Калифорнийцы — люди мобильные, легко знакомящиеся, с ними нет проблем заговорить. Это не значит, что они тебя пустили в свое сердце или в душу. Они любят без труда сходиться, разговаривать, свободно идти на контакты, чтобы больше в жизни узнать. Люди настроены на то, чтобы общаться с людьми. У нас настроены, как бы так сказать, чтобы самой не было обидно: или предотвратить агрессию, которая на тебя идет, или самому учинить какое-то хамство. Мы все время в соответствующих позах: или в защите, или в нападении, но почти никогда не настроены на дружеский лад. Проблема наших людей — это, вероятно, проблема недружественного климата.
В самые первые свои выезды за рубеж, когда я возвращалась, меня спрашивали: ну как там, за границей, мы сильно отличаемся? Я отвечала: в нашей стране все хорошо, но вот с климатом нам не повезло. Как это объяснить? Низкое небо тебя буквально придавливает. Даже на меня с моими полутора метрами все равно давит. А осень в Питере такая, что я легко понимаю: только в этом городе можно было устраивать революцию. Там небо у тебя сидит на голове, как козырек кепки.

● Задание 1
С чем в тексте о калифорнийцах и климате сравнивается осеннее небо в Питере?
● Задание 2
Продолжите, пожалуйста, текст о калифорнийцах и климате, начиная сразу после его последнего предложения.
Следующие строки взяты из другого источника.

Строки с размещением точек

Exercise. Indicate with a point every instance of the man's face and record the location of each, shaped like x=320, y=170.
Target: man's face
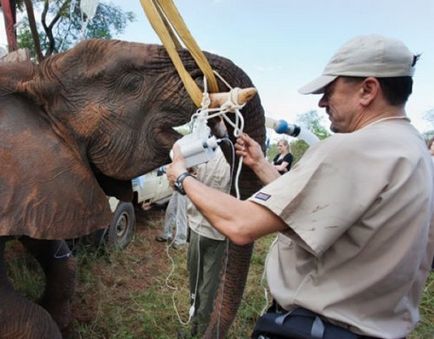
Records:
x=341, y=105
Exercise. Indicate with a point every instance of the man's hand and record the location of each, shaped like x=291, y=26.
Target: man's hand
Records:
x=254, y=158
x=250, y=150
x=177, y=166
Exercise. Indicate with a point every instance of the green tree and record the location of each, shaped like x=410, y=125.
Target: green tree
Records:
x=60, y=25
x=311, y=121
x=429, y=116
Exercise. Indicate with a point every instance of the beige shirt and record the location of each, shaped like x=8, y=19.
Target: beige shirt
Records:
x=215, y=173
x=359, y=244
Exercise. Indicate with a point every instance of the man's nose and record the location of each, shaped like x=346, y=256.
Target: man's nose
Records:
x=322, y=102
---
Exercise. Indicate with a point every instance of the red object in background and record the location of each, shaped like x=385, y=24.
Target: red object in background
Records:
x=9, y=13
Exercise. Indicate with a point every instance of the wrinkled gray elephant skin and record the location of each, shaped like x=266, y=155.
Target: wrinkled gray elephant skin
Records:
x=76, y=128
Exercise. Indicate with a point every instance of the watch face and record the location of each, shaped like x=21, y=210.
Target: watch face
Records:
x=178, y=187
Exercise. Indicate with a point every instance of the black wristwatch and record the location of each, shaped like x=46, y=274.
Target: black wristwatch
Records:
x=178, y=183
--
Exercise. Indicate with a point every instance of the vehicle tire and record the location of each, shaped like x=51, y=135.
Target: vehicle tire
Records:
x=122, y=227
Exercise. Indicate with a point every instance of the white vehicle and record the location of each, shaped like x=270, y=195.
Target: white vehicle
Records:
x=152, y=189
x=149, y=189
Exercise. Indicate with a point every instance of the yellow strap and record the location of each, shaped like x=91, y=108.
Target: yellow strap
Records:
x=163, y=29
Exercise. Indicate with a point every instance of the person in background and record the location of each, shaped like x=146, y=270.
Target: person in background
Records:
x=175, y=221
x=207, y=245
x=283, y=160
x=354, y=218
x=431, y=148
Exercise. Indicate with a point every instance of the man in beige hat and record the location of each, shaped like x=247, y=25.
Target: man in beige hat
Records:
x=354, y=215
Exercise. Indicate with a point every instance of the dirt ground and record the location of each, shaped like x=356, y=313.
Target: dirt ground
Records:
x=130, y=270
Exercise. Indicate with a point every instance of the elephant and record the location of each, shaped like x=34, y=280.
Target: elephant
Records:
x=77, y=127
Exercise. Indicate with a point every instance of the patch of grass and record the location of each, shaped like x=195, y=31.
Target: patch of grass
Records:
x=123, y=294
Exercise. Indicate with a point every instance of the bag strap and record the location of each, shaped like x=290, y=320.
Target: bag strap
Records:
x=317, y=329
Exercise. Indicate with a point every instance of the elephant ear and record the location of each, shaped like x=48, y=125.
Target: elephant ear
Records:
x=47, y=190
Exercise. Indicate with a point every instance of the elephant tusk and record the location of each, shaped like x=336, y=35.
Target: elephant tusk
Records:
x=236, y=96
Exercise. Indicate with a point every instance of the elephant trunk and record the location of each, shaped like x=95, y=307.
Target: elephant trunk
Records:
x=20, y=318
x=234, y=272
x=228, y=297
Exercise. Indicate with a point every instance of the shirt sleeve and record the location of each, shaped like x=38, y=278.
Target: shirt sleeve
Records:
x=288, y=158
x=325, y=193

● Итоговый ответ 1
С козырьком кепки, который сидит у тебя на голове.

● Итоговый ответ 2
В Москве еще как-то модно загорать. Питер — большей частью белотелый, губы бесцветные, волосики у всех тоненькие. Несколько лет назад Сашка навещал Аленку. Прилетел в Штаты, не прилетел — не знаю, не звонит. Я сама набираю его номер: «Шура, ты как?» Он говорит: «Как ты думаешь, мать, где я сейчас нахожусь?» Я ему: «Сидишь на берегу океана». Он говорит: «Как ты догадалась?» Я же сама, как прилетаю, доезжаю до дому, раскладываю вещи и первое, что делаю, — иду на берег океана. И каждое утро думаю: как жаль, что мы этого лишены!
Я могу сказать, что у американцев меньше внутренней свободы, чем у нас. У нас, безусловно, лучше образование и есть цель в жизни. Я не видела в Америке людей из России, чтобы они стояли с протянутой рукой. Все как-то устраиваются, нелегко, конечно, поскольку почти все проходят через сложную адаптацию. Часть людей она ломает. Им казалось, что, затратив столько усилий, чтобы добраться до Америки, они тотчас должны получить красивую жизнь. А оказывается, надо работать в два, в три раза больше, чем в Союзе. Однажды я Карло Фасси в шутку сказала: не нравится мне ваш капитализм, я в нашем социализме работала меньше. А если кроме шуток, то мы имели охрану труда, большой оплачиваемый отпуск. Мне с трудом удалось ему объяснить преимущества советского строя для тех, кто не хотел вкалывать. В Америке совершенно иное отношение к труду, но, думаю, мы потихоньку идем в ту же сторону, хотя наши социальные гарантии, даже такие маленькие, больше, чем в Америке.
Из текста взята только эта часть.